======== Data shown

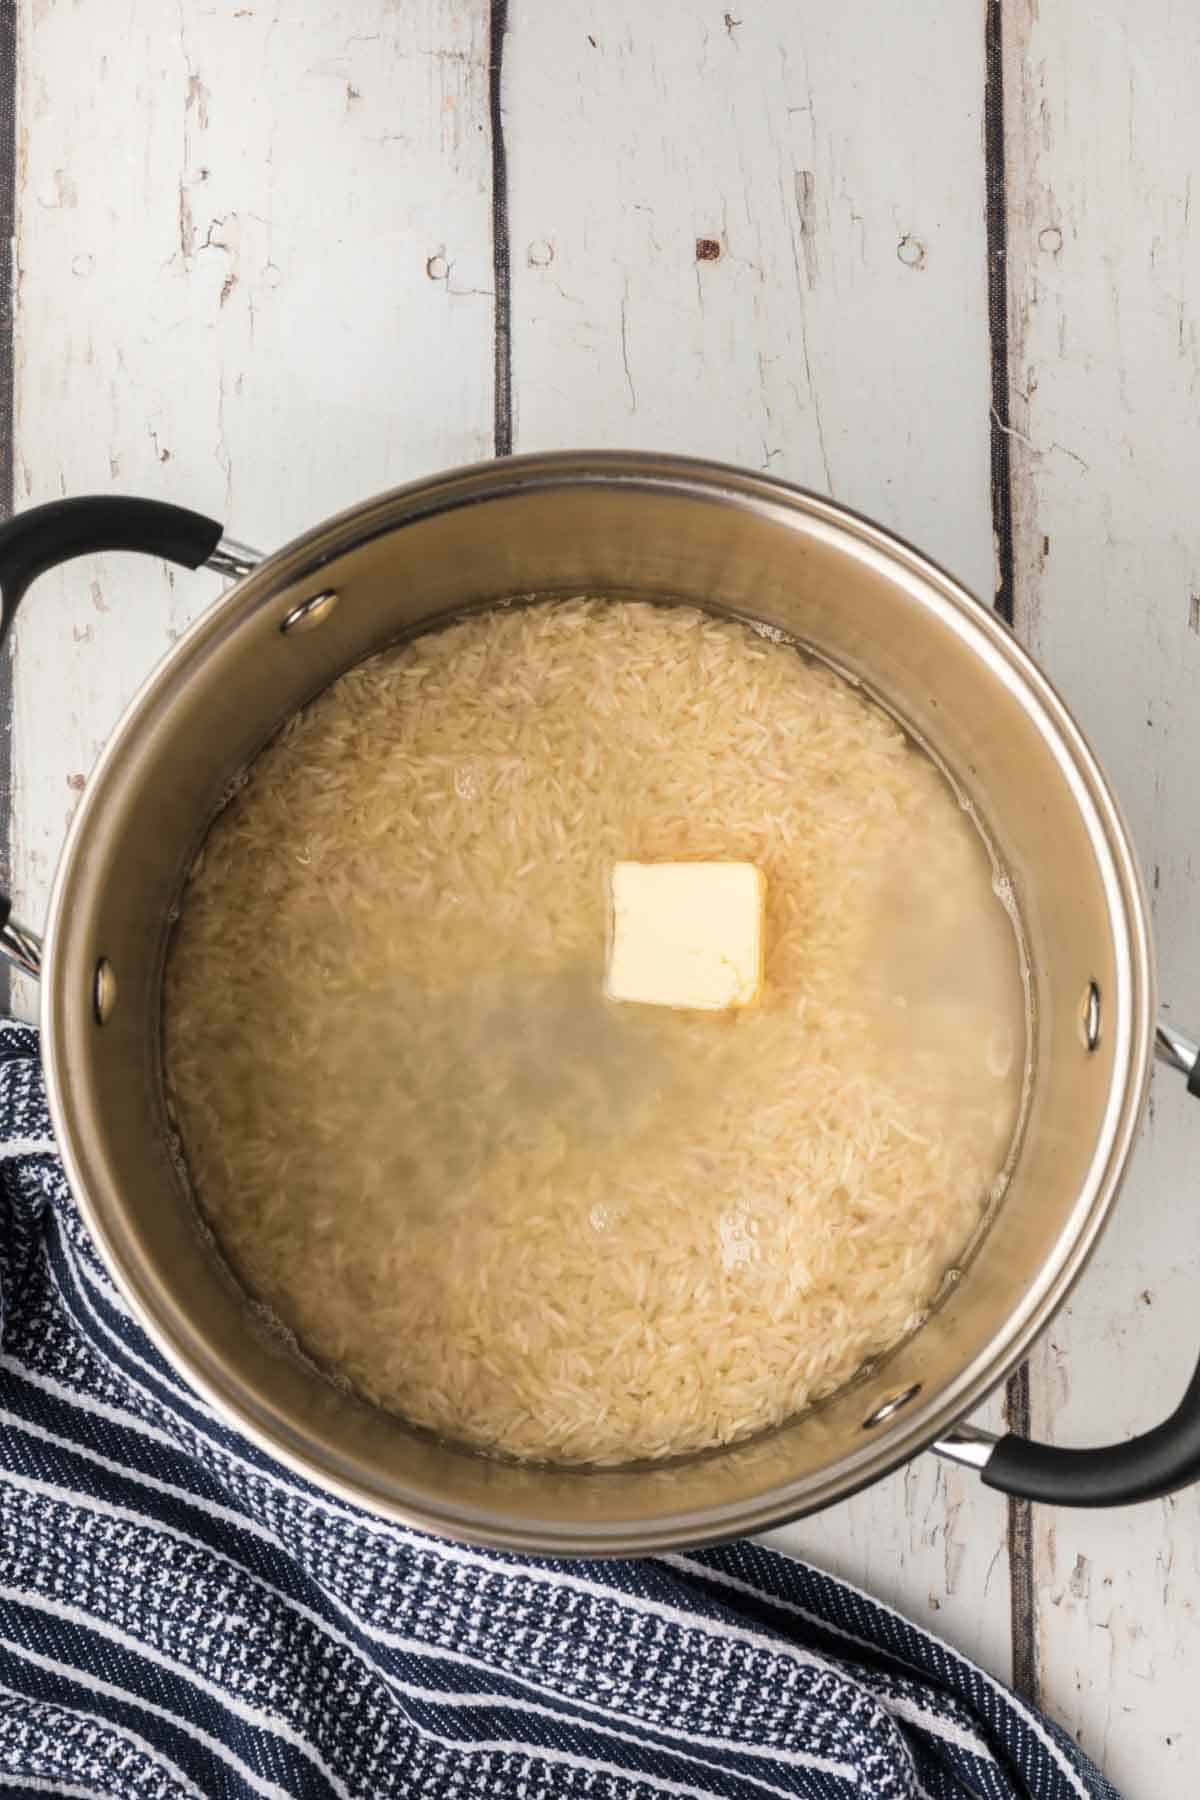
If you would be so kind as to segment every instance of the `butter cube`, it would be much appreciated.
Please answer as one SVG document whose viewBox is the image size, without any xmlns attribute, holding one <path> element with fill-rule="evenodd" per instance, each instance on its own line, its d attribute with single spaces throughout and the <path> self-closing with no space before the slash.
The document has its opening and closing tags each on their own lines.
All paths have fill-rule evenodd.
<svg viewBox="0 0 1200 1800">
<path fill-rule="evenodd" d="M 748 862 L 614 863 L 609 999 L 749 1006 L 762 987 L 766 885 Z"/>
</svg>

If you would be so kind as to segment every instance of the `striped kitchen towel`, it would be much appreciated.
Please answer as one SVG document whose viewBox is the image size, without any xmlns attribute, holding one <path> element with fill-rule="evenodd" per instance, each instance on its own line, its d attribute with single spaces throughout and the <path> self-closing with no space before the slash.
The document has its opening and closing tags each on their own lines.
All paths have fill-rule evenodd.
<svg viewBox="0 0 1200 1800">
<path fill-rule="evenodd" d="M 1115 1800 L 898 1614 L 750 1543 L 522 1561 L 220 1425 L 108 1279 L 0 1023 L 0 1800 Z"/>
</svg>

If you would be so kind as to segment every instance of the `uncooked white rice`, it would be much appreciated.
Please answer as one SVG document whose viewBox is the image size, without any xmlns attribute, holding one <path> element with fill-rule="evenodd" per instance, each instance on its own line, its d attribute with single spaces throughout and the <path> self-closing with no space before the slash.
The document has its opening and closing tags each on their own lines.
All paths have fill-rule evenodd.
<svg viewBox="0 0 1200 1800">
<path fill-rule="evenodd" d="M 603 999 L 614 861 L 746 860 L 766 985 Z M 184 896 L 169 1088 L 233 1267 L 380 1404 L 518 1457 L 778 1423 L 918 1324 L 1015 1126 L 1016 939 L 848 683 L 686 607 L 497 610 L 342 677 Z"/>
</svg>

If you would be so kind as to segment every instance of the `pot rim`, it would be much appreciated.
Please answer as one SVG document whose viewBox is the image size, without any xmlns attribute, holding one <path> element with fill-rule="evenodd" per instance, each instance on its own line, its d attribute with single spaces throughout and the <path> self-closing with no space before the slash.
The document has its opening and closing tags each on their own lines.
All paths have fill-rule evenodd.
<svg viewBox="0 0 1200 1800">
<path fill-rule="evenodd" d="M 202 651 L 233 614 L 257 610 L 292 584 L 315 574 L 335 557 L 372 538 L 432 514 L 497 501 L 531 489 L 578 485 L 646 487 L 719 500 L 733 508 L 794 517 L 804 515 L 823 535 L 845 543 L 889 578 L 932 595 L 963 635 L 978 634 L 972 648 L 991 674 L 1018 696 L 1033 720 L 1084 816 L 1102 869 L 1114 922 L 1115 991 L 1109 1023 L 1117 1032 L 1114 1079 L 1088 1178 L 1060 1237 L 1059 1254 L 1041 1272 L 1022 1303 L 935 1400 L 902 1411 L 887 1435 L 867 1436 L 862 1446 L 822 1476 L 777 1486 L 752 1500 L 724 1508 L 679 1513 L 647 1528 L 631 1524 L 564 1527 L 558 1520 L 481 1518 L 452 1503 L 434 1507 L 399 1504 L 388 1494 L 343 1480 L 302 1445 L 248 1416 L 244 1405 L 211 1372 L 198 1368 L 171 1324 L 159 1316 L 136 1271 L 126 1266 L 91 1198 L 90 1147 L 77 1127 L 68 1079 L 71 1015 L 62 965 L 72 892 L 86 860 L 91 822 L 104 804 L 105 775 L 120 747 L 170 681 L 180 664 Z M 1118 927 L 1123 929 L 1118 929 Z M 264 558 L 207 607 L 152 669 L 122 713 L 97 760 L 67 832 L 46 920 L 40 1015 L 42 1057 L 55 1136 L 72 1193 L 113 1281 L 167 1362 L 195 1389 L 217 1417 L 269 1456 L 326 1492 L 402 1524 L 497 1548 L 555 1555 L 629 1555 L 673 1550 L 748 1535 L 818 1511 L 882 1478 L 943 1436 L 1007 1377 L 1081 1275 L 1120 1189 L 1149 1087 L 1153 1058 L 1155 978 L 1149 909 L 1128 827 L 1098 759 L 1064 701 L 1010 628 L 954 576 L 895 533 L 824 496 L 698 458 L 649 452 L 563 451 L 476 463 L 411 482 L 335 515 Z M 1114 1023 L 1115 1022 L 1115 1023 Z M 185 1309 L 180 1308 L 181 1312 Z M 836 1470 L 836 1474 L 834 1471 Z M 803 1485 L 803 1495 L 795 1490 Z"/>
</svg>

================

Exercise objective => Please print the entire listing again exactly, minus its images.

Written response =>
If you would be so kind as to segment every instance of the `butter cube`, it would be much appreciated.
Please answer as one SVG document whose viewBox is the image size, without any xmlns attribute, holding one <path> element with fill-rule="evenodd" per instance, each instance on its own line, its d attribute with single spaces throughout and the <path> self-closing with no space before the slash.
The document has its opening and closing tags each on their own lines.
All paths have fill-rule evenodd.
<svg viewBox="0 0 1200 1800">
<path fill-rule="evenodd" d="M 748 862 L 614 863 L 609 999 L 749 1006 L 762 987 L 766 885 Z"/>
</svg>

If you would be so kind as to segment every instance of the `striped kitchen towel`, it would be much appreciated.
Please answer as one SVG document whose viewBox is the image size, without any xmlns attribute, holding one <path> element with fill-rule="evenodd" per instance, each instance on its own line, its d attribute with single spaces throughout and the <path> self-closing with no space before the slash.
The document has its opening and closing tags each on their own lines.
All paths have fill-rule evenodd.
<svg viewBox="0 0 1200 1800">
<path fill-rule="evenodd" d="M 1115 1800 L 898 1614 L 750 1543 L 522 1561 L 220 1425 L 108 1279 L 0 1023 L 0 1800 Z"/>
</svg>

If you would be so kind as to segment every instance of the `uncooked white rice`, it would be much appreciated.
Please answer as one SVG document whose viewBox is the image size, without any xmlns attribute, holding one <path> element with fill-rule="evenodd" per instance, each instance on its own line, its d attribute with single spaces throughout and the <path> self-closing with no space before the slash.
The document has its opening and closing tags each on their own lines.
All paths have fill-rule evenodd.
<svg viewBox="0 0 1200 1800">
<path fill-rule="evenodd" d="M 603 999 L 614 861 L 746 860 L 766 985 Z M 184 896 L 169 1088 L 233 1267 L 380 1404 L 518 1457 L 778 1423 L 918 1324 L 1015 1126 L 1016 939 L 848 683 L 686 607 L 497 610 L 342 677 Z"/>
</svg>

If you would be so kind as to segment every instance of the `pot rim`, it would be much appreciated.
Please answer as one SVG document whose viewBox is the image size, without any xmlns attribute, holding one <path> element with fill-rule="evenodd" per instance, each instance on its own line, its d attribute with single spaces throughout and the <path> self-closing with no space before the slash.
The document has its opening and closing tags each on their own lines.
All paths have fill-rule evenodd.
<svg viewBox="0 0 1200 1800">
<path fill-rule="evenodd" d="M 202 651 L 233 614 L 257 610 L 292 584 L 315 574 L 335 557 L 372 538 L 432 514 L 497 501 L 531 489 L 578 485 L 646 487 L 719 500 L 733 508 L 794 517 L 804 515 L 823 535 L 845 543 L 889 578 L 932 595 L 963 635 L 978 634 L 972 648 L 991 674 L 1018 696 L 1033 720 L 1084 816 L 1102 869 L 1114 922 L 1115 991 L 1109 1023 L 1117 1032 L 1114 1079 L 1088 1178 L 1060 1237 L 1059 1254 L 1041 1272 L 1022 1303 L 935 1400 L 902 1411 L 887 1435 L 867 1436 L 862 1446 L 822 1476 L 777 1486 L 752 1500 L 724 1508 L 679 1513 L 647 1528 L 631 1524 L 564 1527 L 558 1520 L 481 1518 L 452 1503 L 434 1507 L 399 1504 L 388 1494 L 343 1480 L 302 1445 L 248 1416 L 244 1405 L 211 1372 L 198 1368 L 171 1324 L 159 1316 L 136 1271 L 126 1266 L 91 1198 L 90 1147 L 77 1127 L 68 1079 L 71 1015 L 62 965 L 72 892 L 86 860 L 91 822 L 104 804 L 105 775 L 120 747 L 170 681 L 180 664 Z M 1118 927 L 1123 929 L 1118 929 Z M 264 558 L 207 607 L 152 669 L 122 713 L 97 760 L 67 832 L 46 920 L 40 1015 L 42 1057 L 55 1136 L 72 1193 L 113 1281 L 167 1362 L 195 1389 L 217 1417 L 269 1456 L 326 1492 L 402 1524 L 497 1548 L 555 1555 L 629 1555 L 673 1550 L 748 1535 L 818 1511 L 882 1478 L 943 1436 L 1007 1377 L 1081 1275 L 1120 1189 L 1149 1087 L 1153 1058 L 1155 978 L 1149 909 L 1128 827 L 1098 759 L 1064 701 L 1010 628 L 954 576 L 895 533 L 824 496 L 698 458 L 649 452 L 563 451 L 476 463 L 411 482 L 335 515 Z M 1114 1023 L 1115 1022 L 1115 1023 Z M 185 1309 L 180 1308 L 181 1312 Z M 836 1470 L 836 1474 L 834 1471 Z M 803 1485 L 803 1495 L 795 1490 Z"/>
</svg>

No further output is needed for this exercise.